-- Opening Marker --

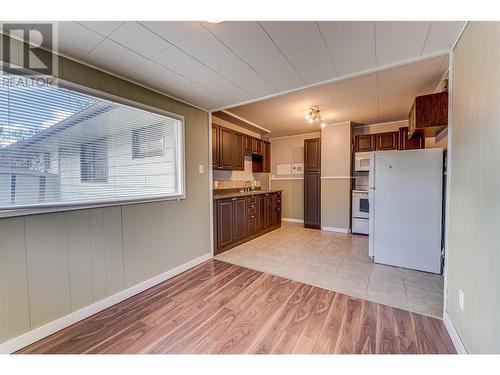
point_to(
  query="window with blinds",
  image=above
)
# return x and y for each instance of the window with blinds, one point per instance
(60, 147)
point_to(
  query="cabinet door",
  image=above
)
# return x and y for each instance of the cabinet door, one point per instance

-- Closing Marker --

[Aim of the task] Lines from the one that contains "# return x and y for each instance of the window" through the final line of the entries must be duplicated exactly, and no other lines.

[Solution to the problem]
# return x and y for each instance of the window with blinds, one point per instance
(60, 147)
point_to(
  query="cabinet door",
  image=above
)
# return x and y for each instance of the cabinet door, one point per instance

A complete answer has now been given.